Starting at the line with "Put a point on the white cloud, one", return every line through the final one of the data, word for word. Pictures stay out.

GIVEN ENTRIES
· · · ·
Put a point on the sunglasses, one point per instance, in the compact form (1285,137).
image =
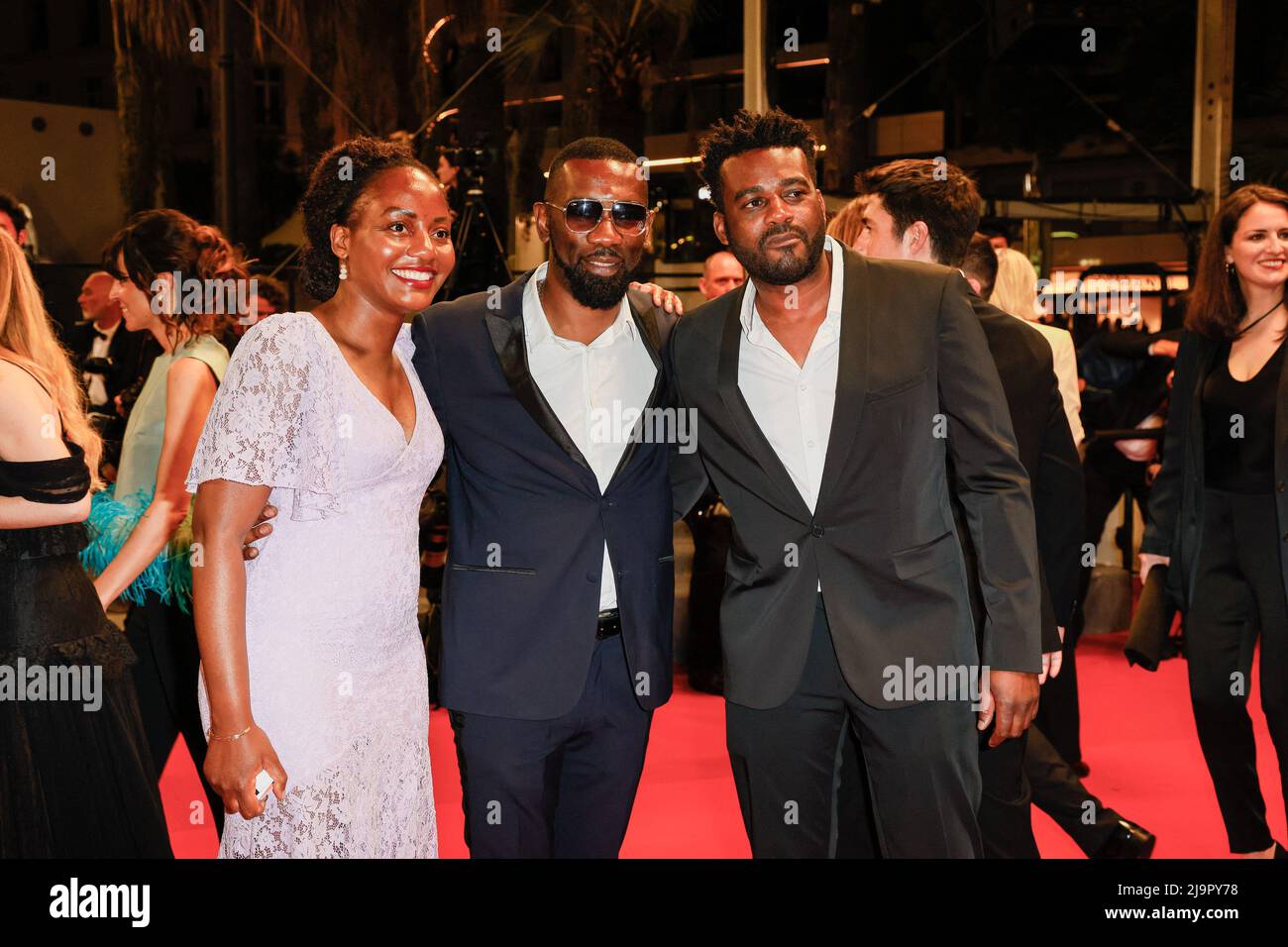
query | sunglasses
(584,214)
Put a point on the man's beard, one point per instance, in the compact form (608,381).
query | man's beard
(787,268)
(596,291)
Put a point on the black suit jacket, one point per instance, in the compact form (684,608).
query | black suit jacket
(883,541)
(1176,499)
(1025,368)
(527,522)
(132,356)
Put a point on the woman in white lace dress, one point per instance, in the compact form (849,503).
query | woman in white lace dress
(312,661)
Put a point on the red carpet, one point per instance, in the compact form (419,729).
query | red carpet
(1137,737)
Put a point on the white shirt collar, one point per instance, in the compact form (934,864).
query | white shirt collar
(536,326)
(751,324)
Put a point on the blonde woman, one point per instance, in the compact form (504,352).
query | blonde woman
(73,779)
(142,527)
(1017,292)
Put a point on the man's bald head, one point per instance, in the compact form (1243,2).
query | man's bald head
(95,300)
(720,273)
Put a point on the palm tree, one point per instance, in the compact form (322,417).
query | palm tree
(608,53)
(150,40)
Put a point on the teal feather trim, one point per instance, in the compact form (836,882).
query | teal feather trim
(110,525)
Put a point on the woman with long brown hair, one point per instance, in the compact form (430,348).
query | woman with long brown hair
(1219,508)
(75,780)
(171,274)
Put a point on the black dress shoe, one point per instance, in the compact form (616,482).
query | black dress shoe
(1127,841)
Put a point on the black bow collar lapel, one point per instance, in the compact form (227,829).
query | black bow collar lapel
(505,329)
(754,440)
(851,371)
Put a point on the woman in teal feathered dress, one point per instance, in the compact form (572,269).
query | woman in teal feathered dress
(141,528)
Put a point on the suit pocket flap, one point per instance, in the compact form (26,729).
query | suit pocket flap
(913,562)
(897,388)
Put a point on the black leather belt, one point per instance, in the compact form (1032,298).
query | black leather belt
(609,625)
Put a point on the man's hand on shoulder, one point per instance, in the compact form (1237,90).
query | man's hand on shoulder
(257,532)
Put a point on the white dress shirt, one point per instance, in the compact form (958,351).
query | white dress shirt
(794,403)
(596,390)
(1065,363)
(97,389)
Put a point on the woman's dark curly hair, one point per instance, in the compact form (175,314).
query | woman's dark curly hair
(335,188)
(165,241)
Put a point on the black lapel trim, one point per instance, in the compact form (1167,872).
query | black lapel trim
(851,372)
(1196,438)
(505,330)
(755,444)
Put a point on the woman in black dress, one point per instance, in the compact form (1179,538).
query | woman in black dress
(1219,508)
(73,772)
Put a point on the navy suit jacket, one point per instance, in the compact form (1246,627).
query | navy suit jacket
(527,521)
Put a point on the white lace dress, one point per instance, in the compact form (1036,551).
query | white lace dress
(336,667)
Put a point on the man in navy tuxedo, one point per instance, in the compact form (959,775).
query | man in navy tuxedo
(558,592)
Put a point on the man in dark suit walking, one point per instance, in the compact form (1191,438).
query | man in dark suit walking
(831,392)
(559,582)
(927,211)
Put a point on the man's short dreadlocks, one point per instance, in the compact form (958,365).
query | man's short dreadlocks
(751,132)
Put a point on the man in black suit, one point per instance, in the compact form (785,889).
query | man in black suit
(101,335)
(831,392)
(559,582)
(112,360)
(928,210)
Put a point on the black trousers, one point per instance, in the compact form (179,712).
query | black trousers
(562,788)
(711,536)
(165,641)
(1237,591)
(1005,808)
(1108,474)
(921,762)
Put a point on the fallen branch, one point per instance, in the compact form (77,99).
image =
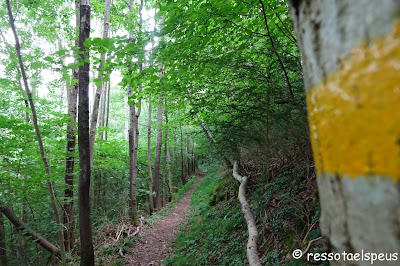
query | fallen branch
(26,231)
(252,254)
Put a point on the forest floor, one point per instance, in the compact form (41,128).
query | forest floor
(155,241)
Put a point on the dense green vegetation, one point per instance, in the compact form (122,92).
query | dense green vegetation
(215,232)
(231,68)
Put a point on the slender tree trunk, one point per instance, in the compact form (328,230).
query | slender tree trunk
(36,126)
(188,152)
(103,101)
(252,254)
(351,51)
(108,109)
(25,230)
(164,197)
(151,202)
(182,162)
(167,152)
(99,90)
(72,94)
(85,226)
(126,107)
(157,156)
(63,84)
(134,135)
(282,65)
(3,250)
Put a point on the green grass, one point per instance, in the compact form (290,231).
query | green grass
(176,197)
(213,235)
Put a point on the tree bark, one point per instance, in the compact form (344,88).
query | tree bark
(252,254)
(151,202)
(3,250)
(108,109)
(157,155)
(36,126)
(134,135)
(72,94)
(188,152)
(168,155)
(164,197)
(25,230)
(85,226)
(102,115)
(99,90)
(182,162)
(351,51)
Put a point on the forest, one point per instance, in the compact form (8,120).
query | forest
(199,132)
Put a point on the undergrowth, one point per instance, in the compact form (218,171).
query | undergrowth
(109,252)
(286,209)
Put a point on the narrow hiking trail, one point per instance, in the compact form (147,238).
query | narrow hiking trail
(155,241)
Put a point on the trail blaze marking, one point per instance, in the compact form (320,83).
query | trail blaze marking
(355,112)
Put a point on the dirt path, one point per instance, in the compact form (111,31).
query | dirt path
(155,241)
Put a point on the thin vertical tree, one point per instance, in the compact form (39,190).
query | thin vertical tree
(85,226)
(134,134)
(3,250)
(167,151)
(100,88)
(151,201)
(189,172)
(157,155)
(182,177)
(50,183)
(72,95)
(353,92)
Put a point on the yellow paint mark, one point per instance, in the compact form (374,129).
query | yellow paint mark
(355,114)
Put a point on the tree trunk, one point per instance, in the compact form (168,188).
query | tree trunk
(157,156)
(36,126)
(134,135)
(182,162)
(252,254)
(26,231)
(167,153)
(103,101)
(85,226)
(99,90)
(63,84)
(108,109)
(351,51)
(188,152)
(72,94)
(164,197)
(3,250)
(151,202)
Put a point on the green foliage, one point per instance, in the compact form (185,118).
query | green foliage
(212,235)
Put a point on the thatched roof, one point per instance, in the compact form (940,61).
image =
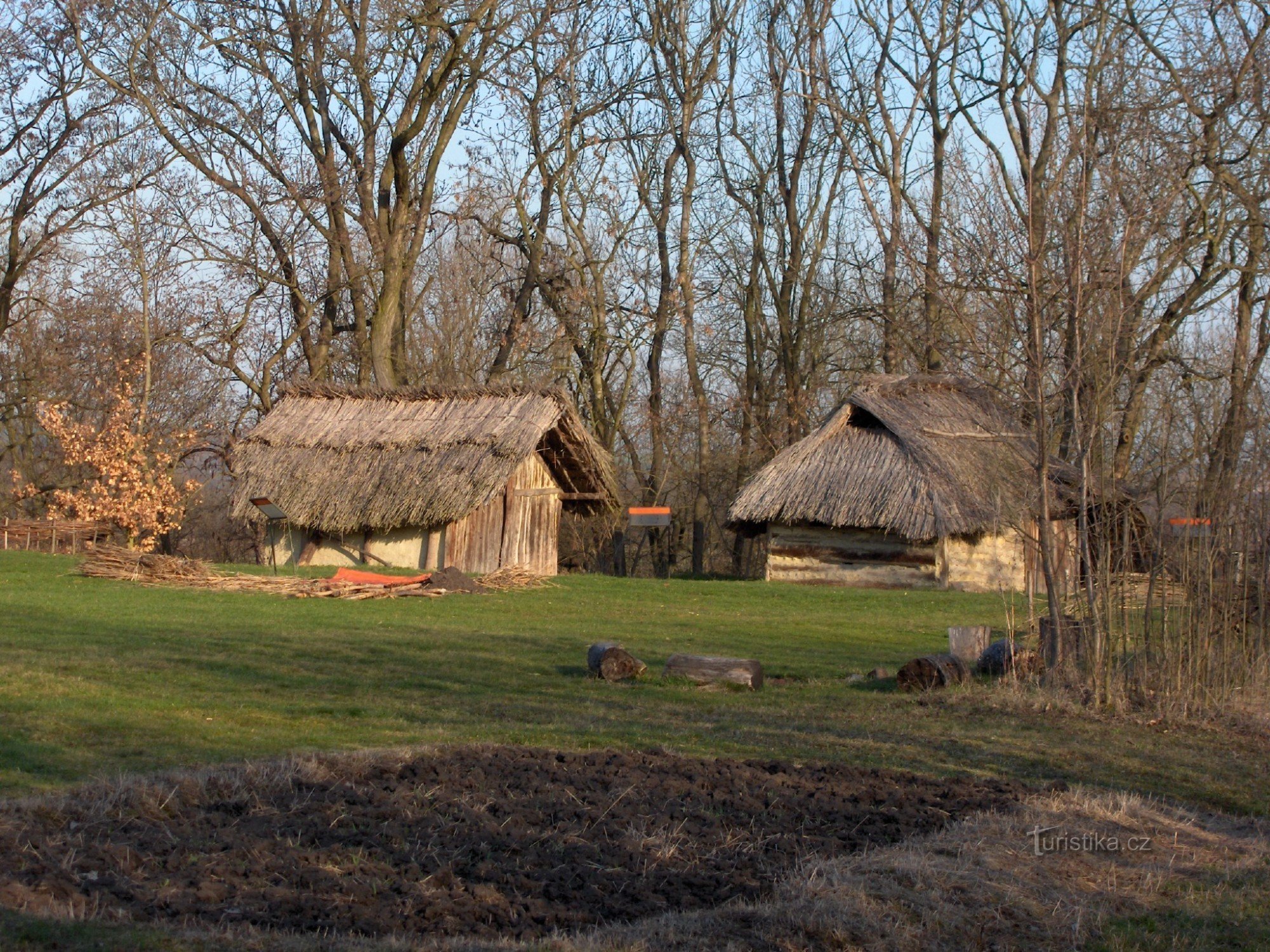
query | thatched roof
(344,460)
(919,456)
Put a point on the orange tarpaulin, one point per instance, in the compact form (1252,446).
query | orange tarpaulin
(359,578)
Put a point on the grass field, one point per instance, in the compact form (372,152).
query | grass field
(105,677)
(101,678)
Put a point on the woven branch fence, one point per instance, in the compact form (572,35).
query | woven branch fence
(67,536)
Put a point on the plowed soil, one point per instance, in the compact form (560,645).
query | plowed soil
(492,841)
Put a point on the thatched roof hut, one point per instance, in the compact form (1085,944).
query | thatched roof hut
(407,464)
(912,480)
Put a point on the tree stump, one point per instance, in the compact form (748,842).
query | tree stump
(612,662)
(970,642)
(933,672)
(708,671)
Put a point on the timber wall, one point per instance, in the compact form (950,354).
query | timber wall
(873,559)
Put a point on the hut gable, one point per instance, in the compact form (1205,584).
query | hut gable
(921,458)
(346,460)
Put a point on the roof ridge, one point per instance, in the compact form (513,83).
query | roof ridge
(312,389)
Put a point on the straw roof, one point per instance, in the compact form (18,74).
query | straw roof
(345,460)
(918,456)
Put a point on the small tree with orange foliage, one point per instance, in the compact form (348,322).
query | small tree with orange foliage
(125,474)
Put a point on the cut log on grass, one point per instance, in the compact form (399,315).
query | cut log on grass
(713,671)
(970,642)
(933,672)
(596,652)
(612,662)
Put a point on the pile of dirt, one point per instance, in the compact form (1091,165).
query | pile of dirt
(479,842)
(450,579)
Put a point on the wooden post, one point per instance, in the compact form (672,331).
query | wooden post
(620,554)
(970,642)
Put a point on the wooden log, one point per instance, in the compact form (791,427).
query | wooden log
(707,671)
(596,653)
(620,664)
(968,643)
(933,672)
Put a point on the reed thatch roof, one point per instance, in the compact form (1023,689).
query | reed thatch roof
(344,460)
(918,456)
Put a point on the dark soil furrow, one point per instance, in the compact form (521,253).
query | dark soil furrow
(463,842)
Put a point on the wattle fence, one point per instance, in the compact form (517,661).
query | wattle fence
(68,536)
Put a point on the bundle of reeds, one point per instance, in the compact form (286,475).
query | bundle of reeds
(107,562)
(514,577)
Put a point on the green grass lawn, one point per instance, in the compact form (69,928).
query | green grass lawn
(105,677)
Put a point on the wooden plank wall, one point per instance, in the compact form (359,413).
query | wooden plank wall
(473,543)
(534,525)
(518,527)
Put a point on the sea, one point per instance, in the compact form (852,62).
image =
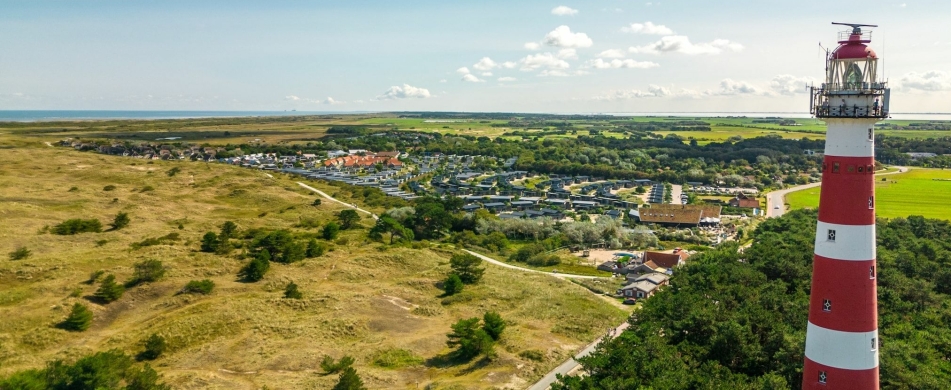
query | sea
(73,115)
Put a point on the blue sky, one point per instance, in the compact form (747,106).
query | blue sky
(592,56)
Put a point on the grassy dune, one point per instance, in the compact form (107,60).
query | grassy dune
(924,192)
(361,299)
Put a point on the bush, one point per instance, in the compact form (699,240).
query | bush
(79,319)
(292,292)
(154,347)
(76,226)
(146,272)
(203,286)
(331,367)
(453,285)
(20,253)
(330,231)
(109,290)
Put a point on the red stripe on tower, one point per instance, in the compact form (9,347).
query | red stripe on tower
(842,333)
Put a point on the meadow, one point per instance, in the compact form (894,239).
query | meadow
(362,299)
(925,192)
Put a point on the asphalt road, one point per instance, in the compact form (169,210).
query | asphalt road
(778,198)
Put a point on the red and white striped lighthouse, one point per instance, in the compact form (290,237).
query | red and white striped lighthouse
(842,334)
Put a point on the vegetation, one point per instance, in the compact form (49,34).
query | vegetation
(732,323)
(79,319)
(76,226)
(204,286)
(20,253)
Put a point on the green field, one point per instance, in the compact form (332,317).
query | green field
(924,192)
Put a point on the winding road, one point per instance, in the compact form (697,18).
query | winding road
(778,198)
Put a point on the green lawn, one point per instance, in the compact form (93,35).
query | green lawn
(914,193)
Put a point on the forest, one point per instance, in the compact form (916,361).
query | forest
(734,319)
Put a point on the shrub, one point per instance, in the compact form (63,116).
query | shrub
(20,253)
(79,319)
(146,272)
(109,290)
(452,285)
(203,286)
(76,226)
(331,367)
(154,347)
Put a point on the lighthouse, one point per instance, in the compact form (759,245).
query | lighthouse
(842,335)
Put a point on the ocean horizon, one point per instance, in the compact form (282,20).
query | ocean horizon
(73,115)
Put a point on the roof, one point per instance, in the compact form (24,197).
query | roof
(666,260)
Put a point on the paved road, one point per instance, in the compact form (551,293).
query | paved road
(778,198)
(572,364)
(321,193)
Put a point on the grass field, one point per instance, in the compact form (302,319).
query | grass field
(360,299)
(916,192)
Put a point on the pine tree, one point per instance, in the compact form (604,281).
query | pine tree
(80,318)
(109,290)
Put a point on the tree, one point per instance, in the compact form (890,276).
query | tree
(292,292)
(120,221)
(348,218)
(79,319)
(467,267)
(147,271)
(349,380)
(109,290)
(452,285)
(154,346)
(315,249)
(469,339)
(256,268)
(330,231)
(209,242)
(493,325)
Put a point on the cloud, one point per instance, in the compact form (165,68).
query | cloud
(542,60)
(618,63)
(485,64)
(562,10)
(647,28)
(405,92)
(564,38)
(785,84)
(934,80)
(681,44)
(611,53)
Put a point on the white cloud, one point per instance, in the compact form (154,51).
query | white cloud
(563,37)
(567,54)
(681,44)
(934,80)
(648,28)
(785,84)
(618,63)
(405,92)
(471,78)
(612,53)
(485,64)
(542,60)
(562,10)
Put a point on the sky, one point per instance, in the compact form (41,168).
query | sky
(593,56)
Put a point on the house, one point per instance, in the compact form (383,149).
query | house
(666,260)
(743,201)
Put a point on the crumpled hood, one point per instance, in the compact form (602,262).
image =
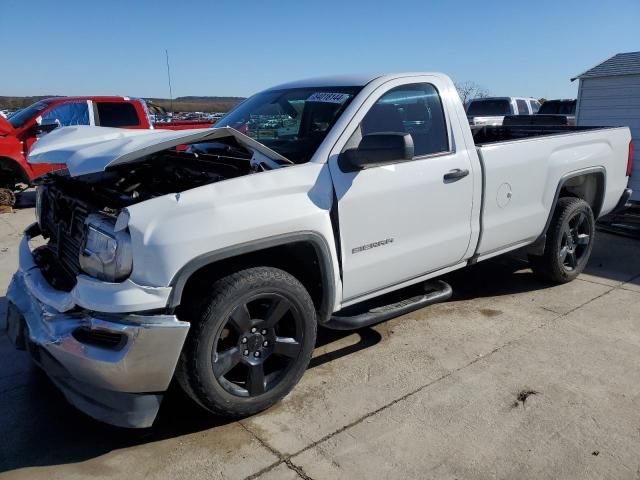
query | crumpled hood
(87,149)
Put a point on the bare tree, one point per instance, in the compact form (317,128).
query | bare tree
(469,90)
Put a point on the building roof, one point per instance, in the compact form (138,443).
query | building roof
(620,64)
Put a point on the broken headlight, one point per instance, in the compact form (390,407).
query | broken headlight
· · · ·
CORRECT ANSWER
Put a point on the white cloud, one point per instance, in the compact form (154,51).
query | white cloud
(563,37)
(567,54)
(681,44)
(934,80)
(648,28)
(785,84)
(618,63)
(405,92)
(471,78)
(612,53)
(485,64)
(542,60)
(562,10)
Put a point on the sky, one point per instance, in the compact form (41,168).
query | sky
(593,56)
Put a point on the house, one point per instance, in the compact form (383,149).
query | house
(666,260)
(743,201)
Put a point on the crumpled hood, one point per instance, in the compact form (602,262).
image =
query | crumpled hood
(87,149)
Put a point on the bare tree, one point per instance, in the compact form (317,128).
query | bare tree
(469,90)
Put a point on the building roof, one point per instance, in the compact form (138,443).
query | building roof
(620,64)
Put a point on the broken headlight, one point per instance, in the compact form (390,407).
query | broken headlight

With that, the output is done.